# Work to be completed:
Every entry here needs to be repeated exactly.

Coordinate annotation entries
— Begin —

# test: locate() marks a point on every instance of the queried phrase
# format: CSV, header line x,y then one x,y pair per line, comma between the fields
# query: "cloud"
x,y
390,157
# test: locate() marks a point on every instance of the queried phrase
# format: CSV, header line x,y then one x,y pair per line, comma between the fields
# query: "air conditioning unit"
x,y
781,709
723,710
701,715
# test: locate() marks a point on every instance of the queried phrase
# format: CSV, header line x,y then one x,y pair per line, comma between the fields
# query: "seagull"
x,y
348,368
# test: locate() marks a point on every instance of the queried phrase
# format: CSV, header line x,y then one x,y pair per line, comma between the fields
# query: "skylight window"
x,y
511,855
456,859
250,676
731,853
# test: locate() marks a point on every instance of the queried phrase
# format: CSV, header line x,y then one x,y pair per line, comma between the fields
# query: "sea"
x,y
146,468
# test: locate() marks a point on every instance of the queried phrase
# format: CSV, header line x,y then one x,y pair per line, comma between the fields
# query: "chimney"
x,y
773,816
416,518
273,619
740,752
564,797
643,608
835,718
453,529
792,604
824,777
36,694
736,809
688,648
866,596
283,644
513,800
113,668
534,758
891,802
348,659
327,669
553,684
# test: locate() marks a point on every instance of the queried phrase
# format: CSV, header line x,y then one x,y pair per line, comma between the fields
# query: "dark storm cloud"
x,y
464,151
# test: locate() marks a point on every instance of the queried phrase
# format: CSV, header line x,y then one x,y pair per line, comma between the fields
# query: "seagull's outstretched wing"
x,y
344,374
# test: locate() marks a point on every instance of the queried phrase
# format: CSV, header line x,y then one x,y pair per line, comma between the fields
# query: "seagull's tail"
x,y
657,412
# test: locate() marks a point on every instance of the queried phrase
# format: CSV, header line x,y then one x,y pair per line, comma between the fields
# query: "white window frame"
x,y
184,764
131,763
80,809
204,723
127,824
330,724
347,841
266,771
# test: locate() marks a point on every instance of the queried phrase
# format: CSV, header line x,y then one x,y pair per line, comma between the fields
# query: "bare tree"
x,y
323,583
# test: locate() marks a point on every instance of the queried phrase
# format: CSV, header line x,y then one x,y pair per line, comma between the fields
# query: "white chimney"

— End —

# Solution to this task:
# test: locate() marks a point on every instance of the queried phrase
# format: CSV, header line x,y then one x,y pair per line, comma between the fields
# query: "cloud"
x,y
390,157
# test: locate() marks a point on every instance of the queried phrase
# format: CSV, header line x,y then one x,y pair per line, comma between the fields
# query: "air conditioning unit"
x,y
781,709
723,710
701,715
# test: locate() marks a point on every instance of the queried phrase
# format: CSV, header line x,y then one x,y pair per line, comma between the fields
# query: "seagull"
x,y
348,368
# test: locate() marks a point on every instance of the queried phrase
# format: CSV, header line x,y then one x,y pair per line, comma between the fields
# query: "skylight window"
x,y
511,855
456,859
250,676
731,853
# test: locate() marks a point on every instance of the queried phrase
# format: CSV, header line x,y then one x,y pair per line, comma between the fields
# query: "sea"
x,y
146,468
# test: locate() marks a point on every instance of the queried phrase
# format: CSV, header line x,y then one x,y pair per line, comma between the fields
# query: "chimney"
x,y
773,816
416,518
273,619
740,752
564,797
643,608
835,718
453,529
792,604
824,777
36,694
736,809
688,648
866,596
283,644
513,800
113,668
534,758
891,802
348,659
327,669
553,684
# test: locate() marks a point on every instance of the queried phrase
# format: CSV, header line x,y then one x,y pair per line, comma between the fields
# query: "dark storm cloud"
x,y
464,151
# test: locate() marks a point on every instance of the queried phrase
# format: CSV, header line x,y then one x,y pair per line, comma between the fields
# query: "seagull's outstretched wing"
x,y
344,374
# test: locate() marks a point on every instance of the queried phrase
# format: CSV, header line x,y then one x,y pair per line, comma between the fields
# query: "seagull's tail"
x,y
657,412
# test: locate() marks a point on every instance of the queried phrase
# format: CSV, header line x,y then one x,y pair per line, comma between the fields
# query: "white window frame"
x,y
184,764
131,763
80,809
204,723
127,824
330,724
347,841
266,771
# test: locate() marks a point on every instance of the queried phrase
# format: CSV, header line x,y then one x,y pair per line, comma between the fields
# query: "bare tree"
x,y
323,583
# test: locate() marks a point on every instance of the queried phrase
# format: CSV, header line x,y then one x,y pair per line, comma between the fields
# query: "white chimney"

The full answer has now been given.